:: DATASET CONTENT ::

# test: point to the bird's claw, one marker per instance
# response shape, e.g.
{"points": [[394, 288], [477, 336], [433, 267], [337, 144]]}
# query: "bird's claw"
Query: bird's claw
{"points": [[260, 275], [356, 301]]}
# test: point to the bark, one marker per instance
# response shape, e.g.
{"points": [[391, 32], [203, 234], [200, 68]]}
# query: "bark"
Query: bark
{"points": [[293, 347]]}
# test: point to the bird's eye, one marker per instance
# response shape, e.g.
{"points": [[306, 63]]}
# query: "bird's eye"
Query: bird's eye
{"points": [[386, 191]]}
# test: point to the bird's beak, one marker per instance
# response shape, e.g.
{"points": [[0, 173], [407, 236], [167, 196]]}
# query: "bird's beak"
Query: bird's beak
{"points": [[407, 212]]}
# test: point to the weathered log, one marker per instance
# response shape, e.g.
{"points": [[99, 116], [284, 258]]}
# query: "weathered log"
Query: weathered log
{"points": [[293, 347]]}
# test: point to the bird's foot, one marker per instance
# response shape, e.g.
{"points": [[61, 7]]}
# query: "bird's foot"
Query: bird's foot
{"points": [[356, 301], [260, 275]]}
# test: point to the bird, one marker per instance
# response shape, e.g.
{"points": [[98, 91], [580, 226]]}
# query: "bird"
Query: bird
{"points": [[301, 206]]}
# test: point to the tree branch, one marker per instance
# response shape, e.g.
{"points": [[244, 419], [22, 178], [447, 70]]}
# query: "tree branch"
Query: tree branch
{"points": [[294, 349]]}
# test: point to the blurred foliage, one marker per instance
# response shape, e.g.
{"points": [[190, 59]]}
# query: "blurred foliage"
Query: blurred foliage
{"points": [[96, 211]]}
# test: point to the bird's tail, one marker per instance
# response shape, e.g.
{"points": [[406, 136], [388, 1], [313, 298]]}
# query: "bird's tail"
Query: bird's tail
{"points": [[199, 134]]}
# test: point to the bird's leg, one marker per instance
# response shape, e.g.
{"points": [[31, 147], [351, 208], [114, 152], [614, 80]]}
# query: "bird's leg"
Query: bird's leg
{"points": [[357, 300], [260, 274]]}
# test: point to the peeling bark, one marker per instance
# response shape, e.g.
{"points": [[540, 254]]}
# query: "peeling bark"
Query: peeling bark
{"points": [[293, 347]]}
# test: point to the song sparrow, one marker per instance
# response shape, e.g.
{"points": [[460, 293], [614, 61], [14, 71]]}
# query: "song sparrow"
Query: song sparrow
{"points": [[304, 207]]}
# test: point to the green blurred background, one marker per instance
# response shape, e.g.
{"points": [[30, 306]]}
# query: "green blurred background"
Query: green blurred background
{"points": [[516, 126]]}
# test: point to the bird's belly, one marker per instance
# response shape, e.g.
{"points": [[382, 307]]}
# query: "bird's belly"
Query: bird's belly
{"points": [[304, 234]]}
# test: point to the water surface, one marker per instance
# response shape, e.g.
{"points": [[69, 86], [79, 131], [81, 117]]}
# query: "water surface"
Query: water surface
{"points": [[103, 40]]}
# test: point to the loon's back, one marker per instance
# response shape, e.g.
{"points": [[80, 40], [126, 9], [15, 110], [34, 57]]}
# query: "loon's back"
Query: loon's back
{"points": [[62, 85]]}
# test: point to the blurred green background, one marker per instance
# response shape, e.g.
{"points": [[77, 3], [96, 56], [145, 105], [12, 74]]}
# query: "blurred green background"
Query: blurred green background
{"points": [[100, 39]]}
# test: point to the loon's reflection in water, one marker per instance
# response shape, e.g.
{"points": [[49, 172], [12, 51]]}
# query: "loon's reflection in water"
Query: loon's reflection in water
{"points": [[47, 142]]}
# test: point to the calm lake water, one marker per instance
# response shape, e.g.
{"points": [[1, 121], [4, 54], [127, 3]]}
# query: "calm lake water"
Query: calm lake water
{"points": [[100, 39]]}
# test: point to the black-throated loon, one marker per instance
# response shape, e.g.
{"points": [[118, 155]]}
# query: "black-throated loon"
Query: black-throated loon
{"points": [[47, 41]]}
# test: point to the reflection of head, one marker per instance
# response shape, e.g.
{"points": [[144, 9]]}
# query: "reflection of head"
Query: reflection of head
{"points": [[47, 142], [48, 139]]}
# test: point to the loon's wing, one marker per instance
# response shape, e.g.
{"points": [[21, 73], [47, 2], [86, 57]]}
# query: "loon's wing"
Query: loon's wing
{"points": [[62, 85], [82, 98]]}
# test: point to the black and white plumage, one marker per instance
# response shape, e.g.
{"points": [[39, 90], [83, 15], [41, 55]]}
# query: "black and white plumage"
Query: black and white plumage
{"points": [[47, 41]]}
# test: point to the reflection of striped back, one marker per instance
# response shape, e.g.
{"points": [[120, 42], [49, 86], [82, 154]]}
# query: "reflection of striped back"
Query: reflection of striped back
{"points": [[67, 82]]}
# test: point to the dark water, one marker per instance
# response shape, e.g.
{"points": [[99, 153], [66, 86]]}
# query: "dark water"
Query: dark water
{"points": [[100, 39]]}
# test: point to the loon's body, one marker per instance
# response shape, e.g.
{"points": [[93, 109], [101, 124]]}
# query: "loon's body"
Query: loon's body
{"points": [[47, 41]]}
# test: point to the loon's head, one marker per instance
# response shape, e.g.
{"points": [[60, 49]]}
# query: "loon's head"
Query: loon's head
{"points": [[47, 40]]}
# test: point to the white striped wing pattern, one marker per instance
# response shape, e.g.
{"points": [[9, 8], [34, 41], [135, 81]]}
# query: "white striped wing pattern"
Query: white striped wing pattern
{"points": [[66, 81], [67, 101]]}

:::

## WORK TO DO
Could you write out all the records again, swapping "marker" for "pin" wherever it occurs and leaving everything else as it is?

## THE COMPLETED TASK
# test: point to the bird's claw, one pin per instance
# response shape, e.g.
{"points": [[394, 288], [477, 336], [433, 267], [337, 144]]}
# query: "bird's claw"
Query: bird's claw
{"points": [[260, 275], [356, 301]]}
# test: point to the bark, one pin per instance
# response shape, e.g.
{"points": [[391, 32], [203, 234], [200, 68]]}
# query: "bark"
Query: bark
{"points": [[293, 347]]}
# test: point to the bird's eye, one pin per instance
# response shape, e.g.
{"points": [[306, 63]]}
# query: "bird's eye"
Query: bird's eye
{"points": [[386, 191]]}
# test: point to the bird's beak, one pin per instance
# response shape, e.g.
{"points": [[0, 173], [407, 236], [167, 196]]}
# query: "bird's beak"
Query: bird's beak
{"points": [[407, 212]]}
# test: point to the weathered log, one pin per instance
# response shape, e.g.
{"points": [[99, 116], [284, 258]]}
# query: "weathered log"
Query: weathered log
{"points": [[293, 347]]}
# test: point to the bird's foot, one pin per instance
# response shape, e.g.
{"points": [[61, 7]]}
# query: "bird's foot"
Query: bird's foot
{"points": [[356, 301], [260, 275]]}
# test: point to the bird, one pin per instance
# response shape, e.g.
{"points": [[98, 91], [580, 226]]}
# query: "bird"
Query: bird
{"points": [[301, 206]]}
# test: point to the tree branch, one pin per instance
# response shape, e.g.
{"points": [[244, 419], [22, 178], [447, 70]]}
# query: "tree branch"
Query: tree branch
{"points": [[294, 349]]}
# test: point to the blurred foliage, one pin per instance
# response shape, e.g.
{"points": [[190, 59]]}
# query: "blurred foliage"
Query: blurred foliage
{"points": [[96, 211]]}
# test: point to the bird's tail, one pin per instance
# response shape, e.g.
{"points": [[406, 136], [388, 1], [313, 298]]}
# query: "bird's tail"
Query: bird's tail
{"points": [[199, 134]]}
# test: point to the bird's leg, one pin per instance
# response shape, e.g.
{"points": [[31, 147], [351, 208], [114, 152], [614, 80]]}
# query: "bird's leg"
Query: bird's leg
{"points": [[357, 300], [260, 274]]}
# test: point to the peeling bark, one pin per instance
# response shape, e.g.
{"points": [[540, 254]]}
# query: "peeling bark"
Query: peeling bark
{"points": [[293, 347]]}
# test: point to the song sparrow, one pin per instance
# response shape, e.g.
{"points": [[460, 293], [614, 61], [14, 71]]}
# query: "song sparrow"
Query: song sparrow
{"points": [[304, 207]]}
# test: point to the green blurred background, one pin per instance
# response shape, e.g.
{"points": [[30, 306]]}
# query: "green blurred background"
Query: green blurred background
{"points": [[516, 126]]}
# test: point to the bird's belly, one pin per instance
# response shape, e.g.
{"points": [[382, 307]]}
# query: "bird's belly"
Query: bird's belly
{"points": [[304, 234]]}
# test: point to the water surface, one pin per instance
# response shape, e.g.
{"points": [[69, 86], [79, 131], [81, 117]]}
# query: "water surface"
Query: water surface
{"points": [[103, 40]]}
# test: point to the loon's back, one pin per instance
# response shape, e.g.
{"points": [[80, 40], [126, 9], [15, 110], [34, 57]]}
# query: "loon's back"
Query: loon's back
{"points": [[62, 85]]}
# test: point to the blurred green background, one pin per instance
# response shape, e.g.
{"points": [[77, 3], [96, 56], [145, 105], [12, 74]]}
# query: "blurred green background"
Query: blurred green background
{"points": [[100, 39]]}
# test: point to the loon's reflection in water, one pin per instance
# response shape, e.g.
{"points": [[49, 172], [12, 51]]}
# query: "loon's reflection in water"
Query: loon's reflection in water
{"points": [[47, 142]]}
# test: point to the calm lake water, one pin per instance
# response shape, e.g.
{"points": [[1, 121], [4, 54], [127, 3]]}
# query: "calm lake water"
Query: calm lake water
{"points": [[100, 39]]}
# test: point to the black-throated loon, one pin per instance
# response shape, e.g.
{"points": [[118, 155]]}
# query: "black-throated loon"
Query: black-throated loon
{"points": [[47, 41]]}
# test: point to the reflection of head, one pin per instance
# response shape, e.g.
{"points": [[144, 9]]}
# query: "reflection of head"
Query: reflection of head
{"points": [[47, 142], [48, 139]]}
# test: point to the loon's wing, one pin per instance
# response shape, e.g.
{"points": [[21, 73], [47, 2], [86, 57]]}
# query: "loon's wing"
Query: loon's wing
{"points": [[62, 85], [82, 98]]}
# test: point to the black and white plumage, one pin per instance
# response shape, e.g.
{"points": [[39, 90], [83, 15], [41, 55]]}
# query: "black and white plumage"
Query: black and white plumage
{"points": [[47, 41]]}
# test: point to the reflection of striped back, one pin per instance
# response shape, e.g.
{"points": [[120, 42], [49, 86], [82, 154]]}
# query: "reflection of striped back"
Query: reflection of striped back
{"points": [[67, 82]]}
# test: point to the dark water, one pin per instance
# response shape, e.g.
{"points": [[99, 153], [66, 86]]}
# query: "dark water"
Query: dark water
{"points": [[100, 39]]}
# test: point to the loon's body, one pin per instance
# response shape, e.g.
{"points": [[93, 109], [101, 124]]}
# query: "loon's body"
Query: loon's body
{"points": [[47, 41]]}
# test: point to the loon's head, one pin per instance
# response shape, e.g.
{"points": [[60, 49]]}
# query: "loon's head"
Query: loon's head
{"points": [[47, 40]]}
# test: point to the white striped wing pattern, one pin per instance
# response shape, e.g.
{"points": [[9, 8], [34, 41], [135, 81]]}
# query: "white striped wing pattern"
Query: white striped wing pattern
{"points": [[66, 81], [67, 101]]}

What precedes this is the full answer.